-- Start SOURCE DOCUMENT --
Time, Forward! (, Vremya, vperyod!) is a 1965 Soviet drama film directed by Sofiya Milkina and Mikhail Schweitzer based on a novel with the same name and a screenplay by Valentin Kataev. The film was produced by Mosfilm, a unit of the State Committee for Cinematography (Goskino). The famous musical score was composed by Georgy Sviridov.

The title is derived from Vladimir Mayakovsky's play The Bathhouse ().

Plot summary
The film is set in the 1930s, depicting one day of the construction work of Magnitogorsk Iron and Steel Works (or Magnitka). The characters are construction workers and Komsomol members who are eager to work. Learning that their colleagues in Kharkov have set a record, they are mobilized in order to beat them. Everyone at the construction site has embraced socialist competition. They are ready to win at any cost to speed up construction and complete the work on time. A Moscow journalist comes to cover the scope of the great construction project, seeking a hero for his story.
-- End SOURCE DOCUMENT --
• _STATED GOAL 1_
Can you extract every line of the records that contains the string "glass"? Case counts.
The article about the film and the records that follow it have nothing to do with each other.
-- Start RECORDS SHOWN --
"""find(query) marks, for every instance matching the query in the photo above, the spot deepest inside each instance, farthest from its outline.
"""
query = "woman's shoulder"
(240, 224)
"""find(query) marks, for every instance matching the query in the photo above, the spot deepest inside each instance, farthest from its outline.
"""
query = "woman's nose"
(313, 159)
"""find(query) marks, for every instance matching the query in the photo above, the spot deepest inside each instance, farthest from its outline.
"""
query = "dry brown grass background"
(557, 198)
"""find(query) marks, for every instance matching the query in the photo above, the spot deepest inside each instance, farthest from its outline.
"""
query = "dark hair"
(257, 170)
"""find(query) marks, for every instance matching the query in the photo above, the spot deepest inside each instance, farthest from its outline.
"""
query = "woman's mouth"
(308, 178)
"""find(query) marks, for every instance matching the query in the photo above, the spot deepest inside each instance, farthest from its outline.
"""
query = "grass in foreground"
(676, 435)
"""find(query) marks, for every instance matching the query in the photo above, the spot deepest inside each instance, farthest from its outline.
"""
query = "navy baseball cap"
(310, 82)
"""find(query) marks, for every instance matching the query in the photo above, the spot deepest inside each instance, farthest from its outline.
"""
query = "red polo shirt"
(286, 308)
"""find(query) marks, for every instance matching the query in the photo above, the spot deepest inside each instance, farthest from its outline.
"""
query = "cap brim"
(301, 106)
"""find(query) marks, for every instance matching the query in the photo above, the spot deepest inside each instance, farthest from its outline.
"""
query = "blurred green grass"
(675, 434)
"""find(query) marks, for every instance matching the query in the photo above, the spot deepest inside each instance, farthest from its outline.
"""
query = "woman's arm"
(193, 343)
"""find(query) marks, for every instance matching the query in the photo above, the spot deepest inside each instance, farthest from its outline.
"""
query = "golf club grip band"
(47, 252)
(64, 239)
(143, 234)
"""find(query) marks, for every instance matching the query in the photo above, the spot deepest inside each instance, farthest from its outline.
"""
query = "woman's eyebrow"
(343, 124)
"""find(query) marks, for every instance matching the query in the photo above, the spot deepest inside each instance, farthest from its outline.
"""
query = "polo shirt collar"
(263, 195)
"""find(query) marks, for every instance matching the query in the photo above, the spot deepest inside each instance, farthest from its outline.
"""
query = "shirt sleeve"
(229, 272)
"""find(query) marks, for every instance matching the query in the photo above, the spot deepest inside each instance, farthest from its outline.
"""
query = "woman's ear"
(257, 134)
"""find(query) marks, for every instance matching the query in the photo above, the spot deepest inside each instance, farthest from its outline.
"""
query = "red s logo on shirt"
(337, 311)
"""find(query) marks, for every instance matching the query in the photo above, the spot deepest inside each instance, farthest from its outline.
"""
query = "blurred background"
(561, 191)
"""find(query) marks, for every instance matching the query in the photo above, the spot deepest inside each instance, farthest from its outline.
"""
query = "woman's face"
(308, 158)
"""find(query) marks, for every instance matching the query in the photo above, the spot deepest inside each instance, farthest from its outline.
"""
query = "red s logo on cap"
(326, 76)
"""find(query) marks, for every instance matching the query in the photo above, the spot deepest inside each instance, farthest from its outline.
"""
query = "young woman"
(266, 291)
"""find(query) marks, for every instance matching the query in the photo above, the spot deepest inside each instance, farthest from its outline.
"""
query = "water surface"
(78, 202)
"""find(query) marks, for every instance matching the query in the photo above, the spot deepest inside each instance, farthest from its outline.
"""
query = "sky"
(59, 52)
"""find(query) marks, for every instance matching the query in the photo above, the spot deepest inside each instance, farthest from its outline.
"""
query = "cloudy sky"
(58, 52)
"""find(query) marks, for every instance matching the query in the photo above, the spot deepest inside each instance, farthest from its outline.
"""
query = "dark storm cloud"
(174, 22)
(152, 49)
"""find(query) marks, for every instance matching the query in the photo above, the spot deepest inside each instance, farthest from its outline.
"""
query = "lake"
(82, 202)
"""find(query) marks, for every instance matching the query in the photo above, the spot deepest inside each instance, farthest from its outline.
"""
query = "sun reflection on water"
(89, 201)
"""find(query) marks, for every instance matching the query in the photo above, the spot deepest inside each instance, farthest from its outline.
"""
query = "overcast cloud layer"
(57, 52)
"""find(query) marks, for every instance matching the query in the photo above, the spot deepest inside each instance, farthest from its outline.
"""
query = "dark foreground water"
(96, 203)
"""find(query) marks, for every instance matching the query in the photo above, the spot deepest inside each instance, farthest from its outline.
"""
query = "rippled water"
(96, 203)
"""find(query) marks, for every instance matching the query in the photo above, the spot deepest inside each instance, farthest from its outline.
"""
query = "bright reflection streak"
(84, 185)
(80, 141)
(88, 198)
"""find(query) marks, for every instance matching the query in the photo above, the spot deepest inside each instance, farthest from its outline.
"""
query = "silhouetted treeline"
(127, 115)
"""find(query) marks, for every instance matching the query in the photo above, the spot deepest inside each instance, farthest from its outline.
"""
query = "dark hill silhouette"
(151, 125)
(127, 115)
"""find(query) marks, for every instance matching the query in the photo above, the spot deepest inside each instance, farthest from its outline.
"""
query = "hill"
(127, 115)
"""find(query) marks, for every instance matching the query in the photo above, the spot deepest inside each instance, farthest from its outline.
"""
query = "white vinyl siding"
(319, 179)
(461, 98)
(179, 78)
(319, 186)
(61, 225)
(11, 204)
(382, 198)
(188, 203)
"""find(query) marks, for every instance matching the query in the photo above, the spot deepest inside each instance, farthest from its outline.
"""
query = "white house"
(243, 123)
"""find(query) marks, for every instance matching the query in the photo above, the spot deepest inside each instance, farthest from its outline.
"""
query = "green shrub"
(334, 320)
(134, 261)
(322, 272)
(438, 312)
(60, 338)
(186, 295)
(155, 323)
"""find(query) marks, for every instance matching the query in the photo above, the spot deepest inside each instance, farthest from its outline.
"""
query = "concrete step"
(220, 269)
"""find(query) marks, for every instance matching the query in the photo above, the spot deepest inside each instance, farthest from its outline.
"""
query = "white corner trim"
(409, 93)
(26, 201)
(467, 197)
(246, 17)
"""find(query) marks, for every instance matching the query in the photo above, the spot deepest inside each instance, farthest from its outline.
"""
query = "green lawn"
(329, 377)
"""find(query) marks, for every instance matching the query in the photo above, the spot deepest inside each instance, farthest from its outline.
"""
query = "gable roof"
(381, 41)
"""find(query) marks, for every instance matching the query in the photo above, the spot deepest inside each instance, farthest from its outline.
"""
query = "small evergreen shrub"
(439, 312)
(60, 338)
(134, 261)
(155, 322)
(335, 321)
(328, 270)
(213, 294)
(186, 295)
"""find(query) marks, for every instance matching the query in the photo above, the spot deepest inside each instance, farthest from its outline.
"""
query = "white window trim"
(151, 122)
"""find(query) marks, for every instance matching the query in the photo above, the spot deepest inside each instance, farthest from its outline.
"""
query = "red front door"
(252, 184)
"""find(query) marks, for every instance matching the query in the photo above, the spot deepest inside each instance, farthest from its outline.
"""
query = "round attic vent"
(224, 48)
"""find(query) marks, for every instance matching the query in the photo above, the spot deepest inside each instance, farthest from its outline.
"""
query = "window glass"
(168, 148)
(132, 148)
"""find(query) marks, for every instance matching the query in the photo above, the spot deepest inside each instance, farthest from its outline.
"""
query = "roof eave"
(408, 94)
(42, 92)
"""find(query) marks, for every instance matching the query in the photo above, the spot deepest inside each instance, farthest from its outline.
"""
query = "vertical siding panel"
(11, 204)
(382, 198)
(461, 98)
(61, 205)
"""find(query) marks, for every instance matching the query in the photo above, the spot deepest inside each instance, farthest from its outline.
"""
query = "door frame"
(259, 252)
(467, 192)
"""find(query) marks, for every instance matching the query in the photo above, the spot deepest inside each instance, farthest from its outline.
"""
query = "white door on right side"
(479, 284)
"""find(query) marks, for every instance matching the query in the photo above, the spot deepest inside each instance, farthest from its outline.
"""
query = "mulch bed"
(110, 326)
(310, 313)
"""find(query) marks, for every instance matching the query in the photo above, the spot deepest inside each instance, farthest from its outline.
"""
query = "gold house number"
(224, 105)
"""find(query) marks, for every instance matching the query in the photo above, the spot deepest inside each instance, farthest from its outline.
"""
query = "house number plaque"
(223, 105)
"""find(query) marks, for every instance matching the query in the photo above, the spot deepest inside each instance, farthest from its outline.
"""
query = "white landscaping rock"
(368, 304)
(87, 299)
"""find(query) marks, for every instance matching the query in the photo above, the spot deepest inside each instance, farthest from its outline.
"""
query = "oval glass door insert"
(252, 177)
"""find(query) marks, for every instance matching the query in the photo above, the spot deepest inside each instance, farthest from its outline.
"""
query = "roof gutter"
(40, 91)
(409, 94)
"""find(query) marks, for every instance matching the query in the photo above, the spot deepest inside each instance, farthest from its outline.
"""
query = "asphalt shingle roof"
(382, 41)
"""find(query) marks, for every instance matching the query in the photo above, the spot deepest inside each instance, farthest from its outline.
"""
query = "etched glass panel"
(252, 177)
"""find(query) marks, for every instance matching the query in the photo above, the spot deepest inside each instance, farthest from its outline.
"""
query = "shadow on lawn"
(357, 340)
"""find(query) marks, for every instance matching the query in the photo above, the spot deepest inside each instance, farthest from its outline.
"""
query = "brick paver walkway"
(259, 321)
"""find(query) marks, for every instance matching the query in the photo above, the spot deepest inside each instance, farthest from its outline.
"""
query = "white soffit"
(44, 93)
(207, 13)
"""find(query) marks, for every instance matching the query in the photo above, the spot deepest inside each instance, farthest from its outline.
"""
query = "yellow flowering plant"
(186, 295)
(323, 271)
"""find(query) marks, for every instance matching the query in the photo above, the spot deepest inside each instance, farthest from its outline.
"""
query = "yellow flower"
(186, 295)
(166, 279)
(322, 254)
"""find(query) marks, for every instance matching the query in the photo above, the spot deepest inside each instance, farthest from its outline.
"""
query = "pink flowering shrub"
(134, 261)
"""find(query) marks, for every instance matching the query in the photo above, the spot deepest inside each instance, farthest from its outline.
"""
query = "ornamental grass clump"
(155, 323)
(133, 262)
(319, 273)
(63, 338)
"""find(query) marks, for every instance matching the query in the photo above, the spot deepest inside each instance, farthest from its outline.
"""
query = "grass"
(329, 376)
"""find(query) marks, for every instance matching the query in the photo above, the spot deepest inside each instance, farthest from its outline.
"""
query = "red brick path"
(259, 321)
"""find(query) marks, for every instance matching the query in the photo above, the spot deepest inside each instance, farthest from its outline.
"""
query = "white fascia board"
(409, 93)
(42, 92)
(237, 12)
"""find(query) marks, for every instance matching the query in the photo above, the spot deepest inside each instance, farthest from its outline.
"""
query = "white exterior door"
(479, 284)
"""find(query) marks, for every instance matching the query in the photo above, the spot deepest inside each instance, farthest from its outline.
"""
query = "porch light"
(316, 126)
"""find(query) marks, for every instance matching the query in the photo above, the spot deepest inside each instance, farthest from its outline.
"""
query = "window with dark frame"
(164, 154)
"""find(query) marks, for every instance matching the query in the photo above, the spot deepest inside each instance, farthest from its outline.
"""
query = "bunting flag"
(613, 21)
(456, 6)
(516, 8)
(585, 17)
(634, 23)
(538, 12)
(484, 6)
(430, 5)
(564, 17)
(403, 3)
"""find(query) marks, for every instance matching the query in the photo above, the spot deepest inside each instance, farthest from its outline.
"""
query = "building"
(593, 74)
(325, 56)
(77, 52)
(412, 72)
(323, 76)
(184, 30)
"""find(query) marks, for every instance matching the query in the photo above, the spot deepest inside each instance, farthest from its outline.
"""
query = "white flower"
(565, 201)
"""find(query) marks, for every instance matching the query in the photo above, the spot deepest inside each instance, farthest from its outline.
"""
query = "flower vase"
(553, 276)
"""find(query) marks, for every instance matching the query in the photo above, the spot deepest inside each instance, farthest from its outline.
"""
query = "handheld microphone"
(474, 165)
-- End RECORDS SHOWN --
• _STATED GOAL 2_
Resume the article on the film Time, Forward! from where it stops.

• _RIGHT ANSWER 1_
query = "window glass"
query = "oval glass door insert"
query = "etched glass panel"

• _RIGHT ANSWER 2_
Cast
 Sergei Yursky as David Margulies
 Inna Gulaya as Shura Soldatova
 Tamara Syomina as Olya Trigubova
 Leonid Kuravlyov as Korneyev
 Vladimir Kashpur as Kanunnikov
 Stanislav Khitrov as Sayenko
 Yefim Kopelyan as Nalbandov
Bruno O'Ya as Thomas Bixby
 Tatyana Lavrova as Klava
 Aleksander Yanvaryov as Ishchenko
 Mikhail Kokshenov as Kanunnikov
 Yuri Volyntsev as Writer
 Viktor Sergachyov as Semechkin
 Larisa Kadochnikova as Katya
 Igor Yasulovich as Vinkich
 Vadim Zobin as Mosya
 Viktor Markin as Reporter
 Radner Muratov as Zagirov
 Klara Rumyanova as Lushka
 Boris Yurchenko as Filonov

Theme
Sviridov's orchestral suite written for this film was one of the most recognizable music pieces of the Soviet era, and became a sort of calling card for the Soviet Union itself. Since 1986 it has been used as the theme song of Vremya, the TV news program on USSR Central Television and Russian Channel One (although the tune has been re-orchestrated a few times since then). It was also used as the opening theme for the four-part Channel 4 documentary Spitfire Ace in Great Britain.

The theme has been used in subsequent films, most notably Theodore Ushev's Tower Bawher and Guy Maddin's short film "The Heart of the World".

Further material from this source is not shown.